--- begin Text passage ---
The report is based on a survey carried out in 10 districts of Punjab, covering a population of 2.77 crore. It was discovered that 1.23 lakh people are ‘dependent’ on heroin. In per capita term, Punjab shows a four time higher consumption of drugs than the global average.

In October 2012, the Congress vice president, Rahul Gandhi, had sparked off a controversy and earned the wrath of the Akali Dal by alleging that about 70 per cent of the Punjab population was consuming drugs. The state government rejected the allegation outright. The denial did not hide the fact that regardless of the percentage of drug users in the state, their number was alarmingly high. Something needed to be done straightaway before the problem aggravated but nothing much was done.

The Punjab government has continued to underplay the problem. Even after the arrest of a police officer, a former national-level athlete, in connection with a drug racket! Investigations into the arrest of the policeman led to the discovery of a wide nexus that allegedly involved some senior politicians belonging to the ruling party. The head of the state police at the time had reportedly mentioned the names of six politicians, two of them ministers.

The politicians were questioned by the Enforcement Directorate (ED). Nothing much came out of it. ED is amenable to influence from the Union Finance Ministry. The politicians hauled up for questioning denied their involvement. There was a demand that the probe be handed over to the CBI, which is another ‘caged parrot’ after an unsatisfactory probe by the state intelligence department. But when the State Congress President, Capt. Amrinder Singh, did not press for the CBI inquiry demand, the chapter about probing ministers was virtually closed.
--- end Text passage ---
### Written instruction a
Count the lines of the records that contain the string "cluster", treating uppercase and lowercase as different, and give only that number.
The text and the records are unrelated material.
--- begin Extracted records ---
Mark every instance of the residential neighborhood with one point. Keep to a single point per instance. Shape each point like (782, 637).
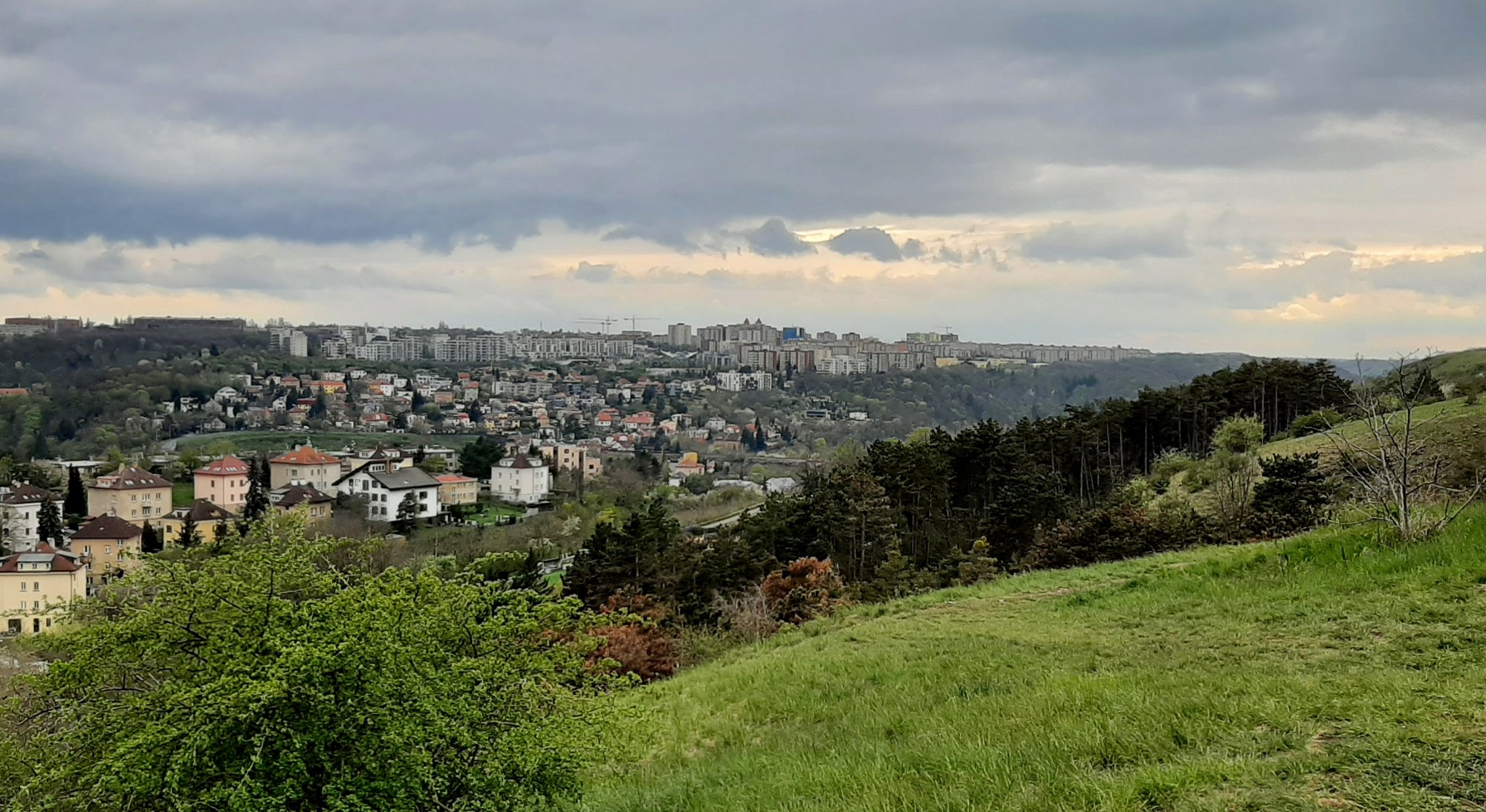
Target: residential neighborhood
(558, 414)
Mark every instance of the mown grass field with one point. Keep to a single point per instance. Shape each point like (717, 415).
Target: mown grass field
(271, 442)
(1325, 671)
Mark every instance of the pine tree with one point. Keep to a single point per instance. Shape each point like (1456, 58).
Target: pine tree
(189, 537)
(50, 522)
(77, 501)
(258, 498)
(406, 513)
(151, 543)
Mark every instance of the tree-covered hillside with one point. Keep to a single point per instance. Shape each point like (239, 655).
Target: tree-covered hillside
(1320, 672)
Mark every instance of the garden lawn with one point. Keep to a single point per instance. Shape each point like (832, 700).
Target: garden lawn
(1325, 671)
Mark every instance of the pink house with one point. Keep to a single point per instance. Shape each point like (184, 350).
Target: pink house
(640, 420)
(224, 482)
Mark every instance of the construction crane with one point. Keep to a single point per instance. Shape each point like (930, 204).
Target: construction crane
(606, 322)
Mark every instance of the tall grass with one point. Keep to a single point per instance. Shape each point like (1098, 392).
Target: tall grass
(1322, 671)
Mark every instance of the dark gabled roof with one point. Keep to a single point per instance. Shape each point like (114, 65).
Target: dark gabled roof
(109, 527)
(57, 561)
(228, 466)
(203, 510)
(132, 478)
(27, 494)
(405, 479)
(295, 496)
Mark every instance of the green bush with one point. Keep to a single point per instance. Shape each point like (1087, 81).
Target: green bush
(274, 675)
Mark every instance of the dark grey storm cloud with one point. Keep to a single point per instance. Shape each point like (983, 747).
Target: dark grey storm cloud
(454, 123)
(867, 241)
(1094, 241)
(591, 273)
(112, 268)
(775, 240)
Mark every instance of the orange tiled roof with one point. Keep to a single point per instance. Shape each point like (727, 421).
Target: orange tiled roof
(305, 455)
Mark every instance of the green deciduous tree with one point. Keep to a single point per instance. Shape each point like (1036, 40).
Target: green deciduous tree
(189, 536)
(270, 678)
(77, 500)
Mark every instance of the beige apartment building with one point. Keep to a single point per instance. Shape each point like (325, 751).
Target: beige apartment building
(305, 466)
(111, 546)
(574, 457)
(314, 503)
(224, 482)
(36, 586)
(133, 494)
(458, 490)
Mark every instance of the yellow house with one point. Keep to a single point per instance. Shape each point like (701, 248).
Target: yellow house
(36, 586)
(111, 546)
(304, 466)
(458, 490)
(302, 497)
(207, 516)
(133, 494)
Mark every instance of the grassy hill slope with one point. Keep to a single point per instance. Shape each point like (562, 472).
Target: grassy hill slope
(1323, 671)
(1459, 368)
(1454, 424)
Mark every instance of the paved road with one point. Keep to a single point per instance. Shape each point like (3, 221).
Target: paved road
(732, 519)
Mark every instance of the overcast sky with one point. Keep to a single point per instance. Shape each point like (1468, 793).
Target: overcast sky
(1291, 178)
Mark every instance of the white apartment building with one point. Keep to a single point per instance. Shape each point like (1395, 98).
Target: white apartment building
(291, 341)
(386, 491)
(843, 365)
(521, 479)
(20, 513)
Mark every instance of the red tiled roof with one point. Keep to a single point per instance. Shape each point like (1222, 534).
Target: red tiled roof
(27, 494)
(305, 455)
(228, 466)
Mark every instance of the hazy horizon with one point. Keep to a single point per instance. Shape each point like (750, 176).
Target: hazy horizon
(1277, 179)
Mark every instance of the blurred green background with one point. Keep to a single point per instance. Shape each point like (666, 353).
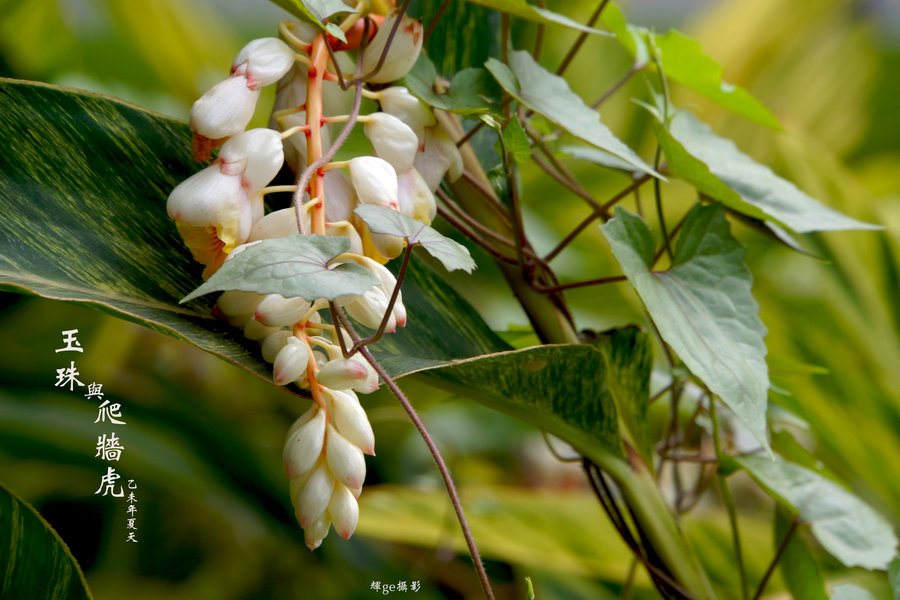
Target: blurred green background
(203, 439)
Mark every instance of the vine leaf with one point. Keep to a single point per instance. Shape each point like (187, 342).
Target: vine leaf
(718, 169)
(845, 526)
(34, 561)
(466, 94)
(703, 306)
(317, 12)
(683, 60)
(550, 95)
(798, 567)
(452, 255)
(296, 265)
(523, 10)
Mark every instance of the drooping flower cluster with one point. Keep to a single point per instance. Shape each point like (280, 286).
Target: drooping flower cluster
(221, 208)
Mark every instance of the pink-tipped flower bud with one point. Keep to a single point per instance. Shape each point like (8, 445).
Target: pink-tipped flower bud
(375, 181)
(263, 152)
(272, 344)
(344, 511)
(278, 223)
(439, 157)
(399, 102)
(392, 140)
(415, 198)
(402, 54)
(225, 109)
(304, 445)
(316, 531)
(340, 198)
(265, 61)
(345, 460)
(350, 419)
(291, 361)
(277, 311)
(313, 499)
(341, 374)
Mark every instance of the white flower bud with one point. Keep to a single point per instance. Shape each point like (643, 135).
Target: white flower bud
(375, 181)
(345, 230)
(402, 54)
(272, 344)
(264, 61)
(256, 331)
(350, 420)
(304, 445)
(415, 198)
(439, 157)
(277, 311)
(313, 499)
(225, 109)
(263, 151)
(316, 532)
(344, 511)
(345, 460)
(340, 199)
(399, 102)
(291, 361)
(341, 374)
(276, 224)
(392, 140)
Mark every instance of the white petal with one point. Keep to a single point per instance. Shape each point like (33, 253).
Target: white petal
(399, 102)
(392, 140)
(344, 511)
(345, 460)
(264, 153)
(266, 60)
(351, 421)
(225, 109)
(304, 445)
(375, 181)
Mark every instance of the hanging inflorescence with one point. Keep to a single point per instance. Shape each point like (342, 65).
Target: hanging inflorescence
(220, 211)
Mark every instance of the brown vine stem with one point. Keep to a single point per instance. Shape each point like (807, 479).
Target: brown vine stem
(602, 211)
(442, 467)
(581, 39)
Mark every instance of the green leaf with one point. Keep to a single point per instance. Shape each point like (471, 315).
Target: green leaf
(34, 561)
(452, 255)
(94, 231)
(521, 9)
(467, 92)
(684, 61)
(703, 306)
(629, 360)
(598, 157)
(845, 526)
(850, 591)
(315, 11)
(296, 265)
(550, 95)
(516, 141)
(798, 568)
(718, 169)
(894, 577)
(560, 389)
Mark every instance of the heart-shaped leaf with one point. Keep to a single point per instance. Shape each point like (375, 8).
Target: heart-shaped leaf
(718, 169)
(702, 305)
(296, 265)
(34, 561)
(452, 255)
(550, 95)
(845, 526)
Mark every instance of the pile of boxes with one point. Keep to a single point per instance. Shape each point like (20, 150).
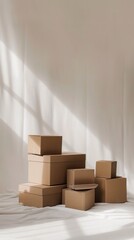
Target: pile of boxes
(111, 188)
(55, 177)
(47, 171)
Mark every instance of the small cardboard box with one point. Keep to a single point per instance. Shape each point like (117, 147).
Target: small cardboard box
(42, 145)
(111, 190)
(52, 169)
(106, 169)
(63, 195)
(81, 200)
(80, 176)
(39, 195)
--- end Extracted records ---
### Written instruction b
In the passage on drug use in Punjab, how many people did the survey find to be dependent on heroin?

### Written response a
2

### Written response b
1.23 lakh people.